▶ _SHORT PROBLEM_:
Lay out every line of the listing below as a numbered list, leaving out any blank lines.
** Begin GIVEN RECORDS **
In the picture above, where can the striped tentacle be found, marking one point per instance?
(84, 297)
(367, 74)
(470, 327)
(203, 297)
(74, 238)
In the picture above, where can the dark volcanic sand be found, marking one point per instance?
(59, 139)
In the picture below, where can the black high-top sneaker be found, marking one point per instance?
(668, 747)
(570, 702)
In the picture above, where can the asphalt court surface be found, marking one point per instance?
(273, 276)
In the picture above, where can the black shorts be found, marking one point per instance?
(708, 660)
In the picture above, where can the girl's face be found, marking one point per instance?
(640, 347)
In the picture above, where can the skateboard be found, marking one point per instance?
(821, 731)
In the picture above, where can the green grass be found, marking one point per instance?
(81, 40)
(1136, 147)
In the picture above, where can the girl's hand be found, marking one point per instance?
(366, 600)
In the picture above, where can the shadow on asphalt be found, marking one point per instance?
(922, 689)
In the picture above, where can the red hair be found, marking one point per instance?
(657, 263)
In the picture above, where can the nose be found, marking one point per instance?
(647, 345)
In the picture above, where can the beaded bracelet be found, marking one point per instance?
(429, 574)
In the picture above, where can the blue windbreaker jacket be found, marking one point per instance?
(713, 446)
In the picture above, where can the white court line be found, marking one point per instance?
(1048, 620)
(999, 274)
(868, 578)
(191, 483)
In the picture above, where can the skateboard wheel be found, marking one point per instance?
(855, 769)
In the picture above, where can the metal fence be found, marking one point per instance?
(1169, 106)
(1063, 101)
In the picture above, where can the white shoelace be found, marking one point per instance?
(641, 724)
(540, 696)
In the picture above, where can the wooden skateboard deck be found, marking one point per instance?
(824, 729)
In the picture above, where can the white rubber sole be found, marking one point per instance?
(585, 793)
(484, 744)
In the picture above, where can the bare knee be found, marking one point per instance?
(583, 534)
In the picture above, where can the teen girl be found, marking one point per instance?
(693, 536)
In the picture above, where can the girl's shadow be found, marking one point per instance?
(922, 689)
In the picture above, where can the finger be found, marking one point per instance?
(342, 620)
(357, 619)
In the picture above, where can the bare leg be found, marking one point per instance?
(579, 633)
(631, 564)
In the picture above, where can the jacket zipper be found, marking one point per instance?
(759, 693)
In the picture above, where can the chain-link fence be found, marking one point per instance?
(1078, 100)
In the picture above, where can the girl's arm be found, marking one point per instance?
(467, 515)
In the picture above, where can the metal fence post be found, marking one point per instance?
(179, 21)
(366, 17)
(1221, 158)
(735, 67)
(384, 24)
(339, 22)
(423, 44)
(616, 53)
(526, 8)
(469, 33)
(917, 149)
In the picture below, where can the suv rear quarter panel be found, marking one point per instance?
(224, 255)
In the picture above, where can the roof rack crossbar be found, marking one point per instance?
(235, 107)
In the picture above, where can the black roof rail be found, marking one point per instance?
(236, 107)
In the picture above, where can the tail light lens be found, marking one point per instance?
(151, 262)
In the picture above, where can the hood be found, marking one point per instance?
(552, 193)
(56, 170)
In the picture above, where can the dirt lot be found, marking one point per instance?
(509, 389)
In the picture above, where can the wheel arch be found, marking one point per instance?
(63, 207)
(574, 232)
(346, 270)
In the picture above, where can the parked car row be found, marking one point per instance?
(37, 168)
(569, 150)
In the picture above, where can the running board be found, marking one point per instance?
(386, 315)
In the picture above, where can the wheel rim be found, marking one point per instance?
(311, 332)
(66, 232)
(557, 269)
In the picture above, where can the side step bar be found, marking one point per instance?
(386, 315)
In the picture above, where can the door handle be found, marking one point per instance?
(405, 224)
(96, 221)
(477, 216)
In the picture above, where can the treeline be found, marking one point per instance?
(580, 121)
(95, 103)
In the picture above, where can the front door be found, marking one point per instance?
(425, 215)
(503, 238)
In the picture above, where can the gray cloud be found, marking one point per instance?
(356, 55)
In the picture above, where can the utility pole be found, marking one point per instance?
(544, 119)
** End GIVEN RECORDS **
▶ _TASK ANSWER_:
1. In the picture above, where can the striped tentacle be found, marking one point per instance?
2. (84, 297)
3. (367, 74)
4. (470, 327)
5. (203, 297)
6. (74, 238)
7. In the picture above, where can the dark volcanic sand be found, marking one point per instance?
8. (59, 139)
9. In the picture below, where can the black high-top sneaker be found, marking one point per instance?
10. (668, 747)
11. (570, 702)
12. In the picture above, where can the asphalt court surface be found, marking one point per instance?
13. (273, 276)
14. In the picture above, where can the black shorts be found, marking one point per instance?
15. (708, 660)
16. In the picture above, where can the girl's face be found, marking one point per instance?
17. (640, 347)
18. In the picture above, where can the skateboard be found, marking one point per instance?
19. (821, 731)
20. In the picture above, where can the green grass be found, marking one point per instance?
21. (81, 40)
22. (1136, 147)
23. In the picture above, where can the girl's hand be found, marking one point per instance?
24. (366, 600)
25. In the picture above, where can the shadow on asphalt be found, marking one point per instance?
26. (922, 689)
27. In the picture above, where can the red hair be found, marking one point per instance?
28. (657, 263)
29. In the picture above, where can the nose be found, marking one point per instance?
30. (647, 345)
31. In the picture above, where can the beaded bracelet be found, marking one point per instance?
32. (429, 574)
33. In the picture above, where can the blue windbreaker jacket be found, marking one point per instance?
34. (713, 446)
35. In the picture above, where can the white court line be found, marking one point per instance?
36. (1048, 620)
37. (999, 274)
38. (868, 578)
39. (191, 483)
40. In the picture above, where can the skateboard wheel be found, marking one point per instance?
41. (855, 769)
42. In the picture above, where can the metal fence be found, marking one point per instance?
43. (1169, 106)
44. (1063, 101)
45. In the picture above, where can the white shoelace be found, marking one point per instance?
46. (641, 724)
47. (540, 696)
48. In the picture above, where can the wooden skateboard deck be found, marking one point per instance?
49. (824, 729)
50. In the picture above, where can the white rubber sole be found, marking one point per instance?
51. (585, 793)
52. (484, 744)
53. In the picture above, where can the bare knee be found, marking one point per instance?
54. (583, 534)
55. In the picture above, where can the teen girl be found, marking one point per instance?
56. (693, 536)
57. In the picture above, where can the girl's shadow be found, marking one point per instance?
58. (922, 689)
59. In the picture above, where can the finger be found, marking one point per instance?
60. (342, 620)
61. (357, 619)
62. In the picture above, where can the bare leg be found, marking one point per instance?
63. (579, 633)
64. (631, 564)
65. In the picture above, where can the jacket zipper be found, marking one point per instance?
66. (759, 693)
67. In the picture above, where can the chain-link fence be found, marking one point per instance?
68. (1078, 100)
69. In the picture above, where can the girl's arm be found, marking one point per instance?
70. (467, 515)
71. In the picture above, where can the metal fence post be found, marking one point per instance?
72. (179, 21)
73. (366, 17)
74. (1221, 158)
75. (735, 67)
76. (384, 24)
77. (339, 22)
78. (423, 44)
79. (616, 53)
80. (526, 8)
81. (469, 33)
82. (917, 149)
83. In the picture below, where can the suv rear quarter panel be found, marking one point per instance?
84. (224, 255)
85. In the picture above, where can the roof rack crossbar be found, marking one point per instance?
86. (235, 107)
87. In the picture above, where can the black roof rail be found, marking one point per instance?
88. (236, 107)
89. In the picture above, where can the tail light lens be found, marking one point per instance?
90. (151, 262)
91. In the picture above, where can the hood be found, marking one point per instance?
92. (552, 193)
93. (56, 170)
94. In the picture above, where can the dirt lot be found, marking one point per instance?
95. (509, 389)
96. In the picture above, where can the wheel arch be found, marking one point per instance?
97. (63, 207)
98. (574, 232)
99. (346, 270)
100. In the picture above, where can the parked car row be found, marking one point per instance?
101. (37, 168)
102. (569, 150)
103. In the picture above, where can the running board be found, marking one point per instance?
104. (386, 315)
105. In the picture above, where can the wheel rim be found, marking one point per instance?
106. (311, 332)
107. (66, 232)
108. (557, 269)
109. In the picture above, where can the side step bar be found, marking one point per instance?
110. (386, 315)
111. In the picture above, where can the door handle be found, marking one point per instance?
112. (405, 224)
113. (96, 221)
114. (477, 216)
115. In the picture above, where can the treeline be found, marking one point per instance?
116. (580, 121)
117. (95, 103)
118. In the picture above, where can the front door be found, marking one point per instance?
119. (425, 215)
120. (503, 238)
121. In the picture above, where can the gray cloud be found, marking one point per instance?
122. (356, 55)
123. In the picture above, where can the utility pole be found, marking one point per instance?
124. (544, 119)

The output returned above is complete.